- Что нужно сделать
Перепечатайте, пожалуйста, целиком приведённый ниже отрывок о Довлатове, не меняя в нём ни слова и ни знака.

- Фрагмент текста
+---+
Главный его талант был – гармоничность натуры. Каждый живой человек делает что-то привлекательное, что-то, что принято называть хорошим, – и что-то безусловно худое и дрянное. Свое худое и дрянное Довлатов не списывал на счет худости и дрянности мира, не сравнивал, как множество людей, в выгодном для себя свете с худостью и дрянностью других, а признавал, как-то весело сокрушался – и не извинял себя. Не называл это борьбой добра со злом, или еще более броско, борьбой плохого с худшим, а называл это своей жизнью. Его числитель, то есть представление о себе, был почти равен знаменателю, то есть его способностям. В этой целостности тоже была гармония. В молодости он повторял с восторгом и надеждой: «Если бы я мог написать хоть один рассказ, как Куприн!» В другой раз он говорил о своем сверстнике, поэте, моем тогдашнем друге: «Мне позвонил Н. Представляете себе? Это как если бы вам позвонил Николай Угодник». Или: «Вы не знаете всех степеней низости ленинградской литературы. Вообразите, есть люди, которые уважают меня, как я уважаю вас».
+---+
- Набор строк
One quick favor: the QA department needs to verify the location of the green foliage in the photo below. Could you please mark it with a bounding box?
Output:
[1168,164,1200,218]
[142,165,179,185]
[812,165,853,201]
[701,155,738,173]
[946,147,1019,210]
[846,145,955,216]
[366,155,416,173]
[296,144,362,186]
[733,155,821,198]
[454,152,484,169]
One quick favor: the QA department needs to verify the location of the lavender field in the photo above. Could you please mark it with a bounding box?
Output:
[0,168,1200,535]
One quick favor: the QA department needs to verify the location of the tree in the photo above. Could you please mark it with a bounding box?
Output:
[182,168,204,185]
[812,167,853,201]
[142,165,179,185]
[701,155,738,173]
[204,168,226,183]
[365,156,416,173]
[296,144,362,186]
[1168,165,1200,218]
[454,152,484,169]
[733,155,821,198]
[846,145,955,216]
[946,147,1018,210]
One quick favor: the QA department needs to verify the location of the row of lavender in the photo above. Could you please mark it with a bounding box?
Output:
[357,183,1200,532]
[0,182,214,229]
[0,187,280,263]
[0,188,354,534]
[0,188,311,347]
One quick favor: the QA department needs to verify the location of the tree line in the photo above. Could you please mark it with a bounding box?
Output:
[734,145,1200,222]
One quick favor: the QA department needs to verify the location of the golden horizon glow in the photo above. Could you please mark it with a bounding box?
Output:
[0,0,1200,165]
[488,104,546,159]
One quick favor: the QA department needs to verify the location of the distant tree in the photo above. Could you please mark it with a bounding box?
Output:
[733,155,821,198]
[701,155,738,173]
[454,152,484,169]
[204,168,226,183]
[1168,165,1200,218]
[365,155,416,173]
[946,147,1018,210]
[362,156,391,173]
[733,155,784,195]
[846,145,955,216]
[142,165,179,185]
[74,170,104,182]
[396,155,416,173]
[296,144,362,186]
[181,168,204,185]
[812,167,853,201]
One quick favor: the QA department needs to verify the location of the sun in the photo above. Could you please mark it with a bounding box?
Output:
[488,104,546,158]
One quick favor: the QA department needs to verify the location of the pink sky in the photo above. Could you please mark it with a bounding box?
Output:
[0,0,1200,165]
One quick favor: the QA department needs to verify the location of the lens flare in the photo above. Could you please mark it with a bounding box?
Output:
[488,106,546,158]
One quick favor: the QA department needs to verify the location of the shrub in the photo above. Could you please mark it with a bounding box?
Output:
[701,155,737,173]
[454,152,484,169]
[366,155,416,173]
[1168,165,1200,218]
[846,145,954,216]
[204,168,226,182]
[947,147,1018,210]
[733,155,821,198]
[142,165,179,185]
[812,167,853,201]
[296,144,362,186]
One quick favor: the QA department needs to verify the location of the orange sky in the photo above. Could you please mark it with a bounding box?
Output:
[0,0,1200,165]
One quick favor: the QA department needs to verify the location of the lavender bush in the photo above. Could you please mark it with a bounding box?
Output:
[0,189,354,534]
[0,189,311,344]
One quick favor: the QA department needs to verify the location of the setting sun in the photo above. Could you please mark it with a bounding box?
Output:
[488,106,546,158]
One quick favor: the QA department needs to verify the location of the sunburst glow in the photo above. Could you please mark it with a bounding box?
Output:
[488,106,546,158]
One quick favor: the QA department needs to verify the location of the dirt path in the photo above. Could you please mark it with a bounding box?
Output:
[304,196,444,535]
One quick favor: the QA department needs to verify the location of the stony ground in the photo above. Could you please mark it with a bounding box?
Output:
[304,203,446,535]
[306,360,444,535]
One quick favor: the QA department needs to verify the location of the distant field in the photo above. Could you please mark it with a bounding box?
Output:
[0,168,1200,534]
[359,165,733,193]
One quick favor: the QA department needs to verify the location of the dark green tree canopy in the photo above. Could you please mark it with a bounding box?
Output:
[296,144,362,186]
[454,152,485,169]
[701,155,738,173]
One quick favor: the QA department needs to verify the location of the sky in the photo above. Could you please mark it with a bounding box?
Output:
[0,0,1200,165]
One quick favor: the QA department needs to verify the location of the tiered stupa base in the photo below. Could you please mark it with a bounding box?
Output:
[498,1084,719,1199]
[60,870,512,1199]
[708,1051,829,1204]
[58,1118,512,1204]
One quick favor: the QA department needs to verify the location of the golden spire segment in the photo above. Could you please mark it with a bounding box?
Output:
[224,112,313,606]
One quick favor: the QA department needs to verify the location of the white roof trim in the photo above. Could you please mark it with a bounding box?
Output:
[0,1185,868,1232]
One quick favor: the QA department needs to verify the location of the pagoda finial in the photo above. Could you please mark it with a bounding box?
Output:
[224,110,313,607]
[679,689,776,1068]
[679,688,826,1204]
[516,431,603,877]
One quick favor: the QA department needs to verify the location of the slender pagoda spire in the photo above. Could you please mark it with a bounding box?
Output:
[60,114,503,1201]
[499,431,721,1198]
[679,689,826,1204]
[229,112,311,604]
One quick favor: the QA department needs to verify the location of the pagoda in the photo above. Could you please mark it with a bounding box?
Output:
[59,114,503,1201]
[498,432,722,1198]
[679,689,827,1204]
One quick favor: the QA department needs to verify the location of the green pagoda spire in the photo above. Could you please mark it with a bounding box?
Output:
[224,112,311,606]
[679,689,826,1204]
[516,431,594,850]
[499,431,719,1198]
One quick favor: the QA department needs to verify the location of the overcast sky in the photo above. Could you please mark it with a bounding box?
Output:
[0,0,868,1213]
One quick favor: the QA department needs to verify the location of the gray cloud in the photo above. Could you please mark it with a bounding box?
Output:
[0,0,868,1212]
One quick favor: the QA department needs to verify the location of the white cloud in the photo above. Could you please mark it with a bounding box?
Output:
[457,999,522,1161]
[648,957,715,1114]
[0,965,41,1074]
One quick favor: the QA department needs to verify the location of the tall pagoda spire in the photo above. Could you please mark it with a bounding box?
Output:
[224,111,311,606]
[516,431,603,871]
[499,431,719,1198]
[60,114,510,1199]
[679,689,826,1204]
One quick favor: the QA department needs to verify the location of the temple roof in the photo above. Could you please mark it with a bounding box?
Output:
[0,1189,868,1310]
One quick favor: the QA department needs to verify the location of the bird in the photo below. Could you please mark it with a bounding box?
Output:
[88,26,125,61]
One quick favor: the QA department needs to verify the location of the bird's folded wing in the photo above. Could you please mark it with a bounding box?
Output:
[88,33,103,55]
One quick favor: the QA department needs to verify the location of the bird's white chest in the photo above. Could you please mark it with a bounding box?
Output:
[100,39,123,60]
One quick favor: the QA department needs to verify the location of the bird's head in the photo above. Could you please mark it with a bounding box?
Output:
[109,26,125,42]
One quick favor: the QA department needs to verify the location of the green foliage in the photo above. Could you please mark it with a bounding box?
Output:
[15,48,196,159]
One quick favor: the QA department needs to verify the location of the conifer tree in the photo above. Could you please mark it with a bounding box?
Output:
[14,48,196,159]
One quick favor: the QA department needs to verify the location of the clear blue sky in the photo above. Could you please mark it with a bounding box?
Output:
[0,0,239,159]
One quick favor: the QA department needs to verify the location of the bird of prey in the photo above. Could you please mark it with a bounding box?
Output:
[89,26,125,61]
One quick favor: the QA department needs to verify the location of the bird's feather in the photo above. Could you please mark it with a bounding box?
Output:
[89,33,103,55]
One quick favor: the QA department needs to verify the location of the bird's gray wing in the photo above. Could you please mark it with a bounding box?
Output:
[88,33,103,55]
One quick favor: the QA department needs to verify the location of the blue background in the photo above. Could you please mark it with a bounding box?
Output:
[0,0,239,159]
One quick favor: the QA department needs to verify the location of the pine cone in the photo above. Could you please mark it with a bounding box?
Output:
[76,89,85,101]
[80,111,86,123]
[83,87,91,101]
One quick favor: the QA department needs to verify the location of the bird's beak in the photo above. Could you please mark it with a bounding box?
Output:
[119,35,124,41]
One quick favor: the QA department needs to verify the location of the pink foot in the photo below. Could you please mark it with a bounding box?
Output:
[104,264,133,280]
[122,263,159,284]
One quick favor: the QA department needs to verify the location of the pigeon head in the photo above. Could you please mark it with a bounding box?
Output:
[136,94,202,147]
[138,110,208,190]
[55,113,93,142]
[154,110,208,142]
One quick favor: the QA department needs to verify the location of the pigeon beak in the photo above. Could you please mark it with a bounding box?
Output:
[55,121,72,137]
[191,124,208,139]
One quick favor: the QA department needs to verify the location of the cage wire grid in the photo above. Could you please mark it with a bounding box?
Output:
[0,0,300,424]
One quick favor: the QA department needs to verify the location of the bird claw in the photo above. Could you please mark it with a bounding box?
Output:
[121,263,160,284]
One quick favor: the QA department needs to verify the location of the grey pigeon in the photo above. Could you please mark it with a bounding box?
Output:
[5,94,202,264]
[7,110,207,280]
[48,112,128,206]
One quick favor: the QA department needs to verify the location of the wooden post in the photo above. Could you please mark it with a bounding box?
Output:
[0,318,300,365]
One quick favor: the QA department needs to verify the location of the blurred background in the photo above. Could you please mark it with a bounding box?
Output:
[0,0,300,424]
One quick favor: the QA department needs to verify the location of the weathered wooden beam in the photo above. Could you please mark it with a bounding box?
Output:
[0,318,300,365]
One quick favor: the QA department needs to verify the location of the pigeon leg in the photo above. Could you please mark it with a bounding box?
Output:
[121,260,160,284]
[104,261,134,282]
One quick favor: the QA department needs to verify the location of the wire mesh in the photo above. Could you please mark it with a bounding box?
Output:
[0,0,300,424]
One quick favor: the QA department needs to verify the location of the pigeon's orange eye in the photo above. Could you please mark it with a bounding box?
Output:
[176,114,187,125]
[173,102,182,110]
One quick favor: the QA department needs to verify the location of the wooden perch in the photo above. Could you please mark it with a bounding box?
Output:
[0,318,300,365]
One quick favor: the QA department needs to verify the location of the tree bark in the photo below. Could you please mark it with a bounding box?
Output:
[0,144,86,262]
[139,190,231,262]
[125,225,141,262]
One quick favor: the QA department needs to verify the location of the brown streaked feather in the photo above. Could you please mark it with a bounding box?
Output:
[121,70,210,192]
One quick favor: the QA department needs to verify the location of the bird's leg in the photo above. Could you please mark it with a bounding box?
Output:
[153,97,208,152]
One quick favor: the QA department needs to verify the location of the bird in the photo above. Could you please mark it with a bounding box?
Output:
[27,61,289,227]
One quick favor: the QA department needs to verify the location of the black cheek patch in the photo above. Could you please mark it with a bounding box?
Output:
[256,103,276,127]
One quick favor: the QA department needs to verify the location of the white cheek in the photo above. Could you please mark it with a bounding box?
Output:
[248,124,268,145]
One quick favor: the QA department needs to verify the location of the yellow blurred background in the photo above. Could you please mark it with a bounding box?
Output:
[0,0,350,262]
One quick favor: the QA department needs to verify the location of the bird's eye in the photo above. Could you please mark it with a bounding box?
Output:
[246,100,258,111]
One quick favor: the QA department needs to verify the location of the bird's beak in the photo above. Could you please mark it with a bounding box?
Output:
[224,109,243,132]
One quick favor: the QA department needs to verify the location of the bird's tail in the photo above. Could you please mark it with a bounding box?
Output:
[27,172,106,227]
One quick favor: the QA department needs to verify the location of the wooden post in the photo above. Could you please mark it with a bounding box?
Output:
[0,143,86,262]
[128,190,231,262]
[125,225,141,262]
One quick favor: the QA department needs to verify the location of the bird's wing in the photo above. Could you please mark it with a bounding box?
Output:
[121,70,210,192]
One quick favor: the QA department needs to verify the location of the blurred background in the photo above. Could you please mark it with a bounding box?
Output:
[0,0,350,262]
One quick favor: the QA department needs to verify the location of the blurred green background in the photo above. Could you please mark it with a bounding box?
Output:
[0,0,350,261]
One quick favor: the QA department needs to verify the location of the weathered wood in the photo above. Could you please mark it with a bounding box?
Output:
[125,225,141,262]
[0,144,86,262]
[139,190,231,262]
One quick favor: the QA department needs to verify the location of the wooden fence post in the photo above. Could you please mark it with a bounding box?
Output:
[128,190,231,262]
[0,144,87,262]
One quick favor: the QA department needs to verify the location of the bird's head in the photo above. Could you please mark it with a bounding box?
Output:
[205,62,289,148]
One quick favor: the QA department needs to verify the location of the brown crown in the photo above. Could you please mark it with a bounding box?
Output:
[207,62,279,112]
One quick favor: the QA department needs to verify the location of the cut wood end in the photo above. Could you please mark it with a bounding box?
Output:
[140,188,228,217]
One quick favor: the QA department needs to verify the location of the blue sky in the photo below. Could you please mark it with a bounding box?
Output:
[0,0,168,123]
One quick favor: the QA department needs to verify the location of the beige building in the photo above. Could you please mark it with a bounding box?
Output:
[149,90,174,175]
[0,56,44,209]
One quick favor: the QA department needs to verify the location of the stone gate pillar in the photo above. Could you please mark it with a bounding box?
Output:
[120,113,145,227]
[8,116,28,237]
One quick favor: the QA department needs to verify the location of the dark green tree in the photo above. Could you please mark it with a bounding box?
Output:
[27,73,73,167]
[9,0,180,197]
+---+
- Решение задания
Главный его талант был – гармоничность натуры. Каждый живой человек делает что-то привлекательное, что-то, что принято называть хорошим, – и что-то безусловно худое и дрянное. Свое худое и дрянное Довлатов не списывал на счет худости и дрянности мира, не сравнивал, как множество людей, в выгодном для себя свете с худостью и дрянностью других, а признавал, как-то весело сокрушался – и не извинял себя. Не называл это борьбой добра со злом, или еще более броско, борьбой плохого с худшим, а называл это своей жизнью. Его числитель, то есть представление о себе, был почти равен знаменателю, то есть его способностям. В этой целостности тоже была гармония. В молодости он повторял с восторгом и надеждой: «Если бы я мог написать хоть один рассказ, как Куприн!» В другой раз он говорил о своем сверстнике, поэте, моем тогдашнем друге: «Мне позвонил Н. Представляете себе? Это как если бы вам позвонил Николай Угодник». Или: «Вы не знаете всех степеней низости ленинградской литературы. Вообразите, есть люди, которые уважают меня, как я уважаю вас».